**** Supplied records ****

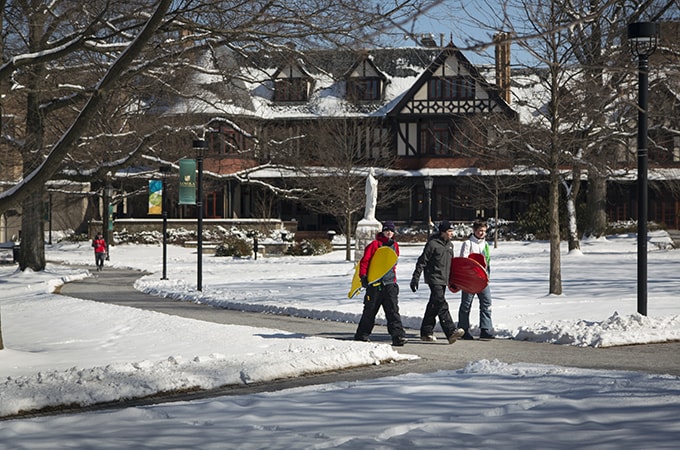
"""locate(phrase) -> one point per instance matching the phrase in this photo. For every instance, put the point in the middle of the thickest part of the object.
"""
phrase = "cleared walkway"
(115, 286)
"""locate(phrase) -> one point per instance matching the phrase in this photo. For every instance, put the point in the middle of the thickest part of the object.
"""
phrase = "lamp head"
(642, 38)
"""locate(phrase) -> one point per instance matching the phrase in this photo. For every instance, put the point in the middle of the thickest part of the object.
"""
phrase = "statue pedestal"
(366, 231)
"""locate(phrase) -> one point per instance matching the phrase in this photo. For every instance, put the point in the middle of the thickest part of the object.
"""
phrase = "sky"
(468, 24)
(61, 350)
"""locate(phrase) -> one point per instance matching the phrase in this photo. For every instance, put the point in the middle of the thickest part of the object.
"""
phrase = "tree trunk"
(555, 260)
(597, 206)
(32, 249)
(572, 196)
(348, 237)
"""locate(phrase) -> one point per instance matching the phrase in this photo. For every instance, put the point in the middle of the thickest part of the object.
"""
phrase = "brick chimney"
(502, 42)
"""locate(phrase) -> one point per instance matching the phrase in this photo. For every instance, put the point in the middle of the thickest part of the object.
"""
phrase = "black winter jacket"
(435, 261)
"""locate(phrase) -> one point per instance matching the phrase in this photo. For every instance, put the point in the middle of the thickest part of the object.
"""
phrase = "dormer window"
(292, 84)
(364, 81)
(451, 88)
(290, 90)
(364, 89)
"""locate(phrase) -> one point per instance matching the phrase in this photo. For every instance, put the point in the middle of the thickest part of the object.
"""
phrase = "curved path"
(116, 287)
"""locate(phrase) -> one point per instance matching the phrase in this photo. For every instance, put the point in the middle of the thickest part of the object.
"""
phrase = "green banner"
(187, 182)
(155, 197)
(110, 217)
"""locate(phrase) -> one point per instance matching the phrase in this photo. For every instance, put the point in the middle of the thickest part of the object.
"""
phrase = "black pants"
(99, 259)
(437, 306)
(376, 296)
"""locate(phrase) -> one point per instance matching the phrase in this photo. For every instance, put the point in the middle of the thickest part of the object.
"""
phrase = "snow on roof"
(234, 86)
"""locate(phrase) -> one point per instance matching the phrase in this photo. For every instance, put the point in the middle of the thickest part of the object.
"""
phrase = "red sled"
(468, 275)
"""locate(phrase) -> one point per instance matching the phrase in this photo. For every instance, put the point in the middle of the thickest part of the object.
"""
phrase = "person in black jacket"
(383, 293)
(435, 262)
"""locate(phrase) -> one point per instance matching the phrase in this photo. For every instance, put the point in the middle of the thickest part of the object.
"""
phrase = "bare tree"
(75, 69)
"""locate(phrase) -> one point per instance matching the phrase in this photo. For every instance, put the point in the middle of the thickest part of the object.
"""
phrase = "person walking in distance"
(384, 292)
(99, 245)
(435, 263)
(476, 244)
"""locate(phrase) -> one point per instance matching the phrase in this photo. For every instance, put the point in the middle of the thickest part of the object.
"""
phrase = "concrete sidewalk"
(115, 287)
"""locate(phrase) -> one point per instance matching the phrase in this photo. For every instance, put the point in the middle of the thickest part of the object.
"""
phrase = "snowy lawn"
(62, 350)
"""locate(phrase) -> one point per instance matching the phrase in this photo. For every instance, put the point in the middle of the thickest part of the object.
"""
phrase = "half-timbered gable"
(432, 118)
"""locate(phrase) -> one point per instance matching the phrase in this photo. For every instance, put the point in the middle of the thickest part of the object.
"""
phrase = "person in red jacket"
(99, 245)
(384, 292)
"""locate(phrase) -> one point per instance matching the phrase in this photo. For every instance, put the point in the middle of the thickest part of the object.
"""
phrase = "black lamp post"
(49, 216)
(108, 194)
(164, 170)
(199, 147)
(642, 38)
(428, 181)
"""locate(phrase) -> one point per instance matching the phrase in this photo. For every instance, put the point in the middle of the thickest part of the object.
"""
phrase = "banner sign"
(155, 197)
(110, 217)
(187, 181)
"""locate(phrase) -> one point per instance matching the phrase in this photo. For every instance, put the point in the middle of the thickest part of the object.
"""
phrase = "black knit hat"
(389, 226)
(445, 225)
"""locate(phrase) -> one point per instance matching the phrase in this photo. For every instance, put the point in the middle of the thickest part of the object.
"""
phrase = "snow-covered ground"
(63, 350)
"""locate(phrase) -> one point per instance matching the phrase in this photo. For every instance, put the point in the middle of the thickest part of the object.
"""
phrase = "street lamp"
(428, 181)
(164, 170)
(642, 38)
(108, 223)
(199, 147)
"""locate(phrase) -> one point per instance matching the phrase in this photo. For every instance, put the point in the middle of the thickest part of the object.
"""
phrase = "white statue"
(371, 195)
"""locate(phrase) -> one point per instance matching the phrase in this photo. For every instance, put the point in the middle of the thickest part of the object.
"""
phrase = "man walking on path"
(383, 293)
(476, 244)
(435, 262)
(99, 245)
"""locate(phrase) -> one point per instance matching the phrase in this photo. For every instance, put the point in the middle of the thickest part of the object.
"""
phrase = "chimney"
(502, 41)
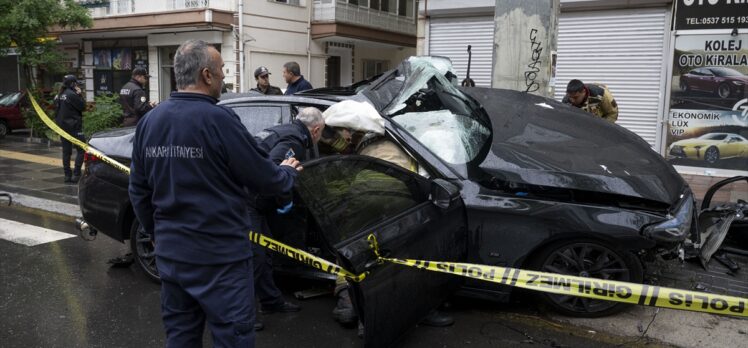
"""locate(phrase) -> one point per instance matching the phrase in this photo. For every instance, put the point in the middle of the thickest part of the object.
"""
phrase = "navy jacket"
(300, 85)
(191, 163)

****

### Objective
Will you restate every entry word for word and omit the images?

### Worked answer
"""locate(phrase) -> one point per instance matching the phrase in this photo. For every instance, put the point in the middle of the thickest part of the object.
"""
phrase = "cleared walkway"
(115, 286)
"""locate(phrase) -> one point per instance matching the phrase in this photo. For every instance, put the point in the middle of the thickest part of the object.
"""
phrase = "lamp head"
(642, 38)
"""locate(phrase) -> one point per instance matching the phrase in this photo. For every instance, put the point in the middle of the thickest part of the object.
"""
phrase = "statue pedestal"
(366, 231)
"""locate(phrase) -> one point per instance matching the phrase in this photo. For every instance, put the point in the middle of the thickest part of the object.
"""
phrase = "sky"
(468, 24)
(61, 350)
"""locate(phrase) -> one point per instance matching the phrase in this photo. For every instance, put the point in the middle of the thickest part of the object.
"""
phrase = "tree trunk"
(555, 260)
(597, 206)
(32, 249)
(572, 196)
(348, 237)
"""locate(phrase) -> one point per instance matching the phrase in this photo. For every instance, put the point in the middle of the thickest part of the object.
"""
phrase = "brick chimney"
(502, 42)
"""locate(phrase) -> one point per instance matching the phrase in this photo. For every instance, put the point in the middle of the thickest part of the object.
"""
phrase = "black winter jacket"
(435, 261)
"""locate(phrase) -> one point per instance matching the phrase in this photo. For every instance, put the point in the middle of the thickest part of the object.
"""
phrase = "dormer window"
(292, 84)
(364, 81)
(451, 88)
(290, 90)
(364, 89)
"""locate(phrase) -> one point per instance matching the phrase in this photo. For every instance, put the point in the middle of the thickest part of the object.
"""
phrase = "curved path"
(116, 287)
"""locate(phrase) -> one point per instance matching the phrase in this photo. For every instance, put the point in the middle of the thickest part of the object.
"""
phrase = "green banner"
(187, 182)
(155, 197)
(110, 217)
"""locate(phrase) -> one point per instance matching the phrase in this photo. For every instance, put the point in the middle of the thickest part of the object.
"""
phrase = "black pants"
(99, 259)
(437, 306)
(376, 296)
"""locate(phrase) -> one point per instance matching the phrase in this photo. For every instance, put the point in the middle of the thickest part of the object.
"""
phrase = "snow on roof"
(234, 86)
"""locate(phrase) -> one point per instance matching the phrase in this photo. For every instance, put the point in the middle of the thickest part of the object.
"""
phrase = "red sled"
(468, 275)
"""locate(phrase) -> one point per instance matching the phrase in this photo. For every instance, put the point in the middle of the thickest part of the object.
"""
phrase = "person in black jacket"
(383, 293)
(435, 262)
"""locate(phrase) -> one point per instance matching the phrase in this photo. For every instance, put the point in the middle of the thickest part of the object.
"""
phrase = "bare tree"
(75, 69)
"""locate(phrase) -> one point per instance matching the phrase in this photo. For every instance, put the point in the middle of the thickest part of the object.
"""
phrase = "person walking in distance"
(384, 292)
(99, 245)
(435, 263)
(476, 244)
"""locate(phrase) -> one point per instance matching the phrase in this photo. For every instance, put the point in the middle of the thickest part of the object.
"""
phrase = "concrete sidewalk"
(115, 287)
"""locate(phrase) -> one point per instance matching the phrase in this photo. For every instance, put the point in the middle of the thickest part of the object.
"""
phrase = "snowy lawn"
(62, 350)
"""locate(phrase) -> one point per instance matching the phrase in this photo. For every instance, put the point in the middle of the thickest part of the object.
"""
phrase = "half-timbered gable"
(432, 118)
"""locate(phrase) -> one point per instance matching the phrase in this photo. For every instance, put the point in the middle of the thickest part of the object.
"""
phrase = "person in red jacket"
(99, 245)
(384, 292)
"""locate(phrase) -> one point per instance matching the phrase in this photo. For every instance, put the point in the middle of the thickest part of the object.
"""
phrase = "black lamp post"
(49, 216)
(108, 194)
(164, 170)
(199, 147)
(642, 38)
(428, 181)
"""locate(phrase) -> one point per instance matching the phrase in this photo. For every instance, put the point in the middle of the thickest part of the object.
"""
phrase = "banner sign"
(155, 197)
(110, 217)
(187, 181)
"""locate(phrase) -> one point per instance matching the phrase in this photo. For every instance, put the point in the middle of the thickest part of the object.
"""
phrase = "black knit hat"
(389, 226)
(445, 225)
"""locate(phrase) -> one point per instance matching the phrase in this photo. For every instance, put the point in the middle of the thickest part of the object.
"""
phrase = "snow-covered ground"
(63, 350)
"""locate(phrase) -> one point per instance matching the phrase in this photo. For every instance, put the point in the middle of the thickest part of the object.
"""
phrase = "street lamp"
(428, 181)
(164, 170)
(642, 38)
(108, 223)
(199, 147)
"""locate(phrase) -> one point per instance matching the phrase in this photo. For every instance, put the point in the middle of the thickest part of the object.
"""
phrase = "white statue"
(371, 195)
"""locate(phrase) -> one point per instance matching the phrase in this photo. For every instance, put the point in the middle of the thickest part of the object.
"""
phrase = "man walking on path"
(383, 293)
(476, 244)
(435, 262)
(99, 245)
"""locate(phrase) -> one point per instance matching the phrase in this photo. For every instance, put the point in the middle of the thickest part of the object.
"""
phrase = "chimney"
(502, 41)
"""locate(phrase) -> one point per instance matching the phrase in this photo. For every instance, put the point in the middle of the thickest part of the object.
"""
phrase = "navy jacket"
(300, 85)
(191, 163)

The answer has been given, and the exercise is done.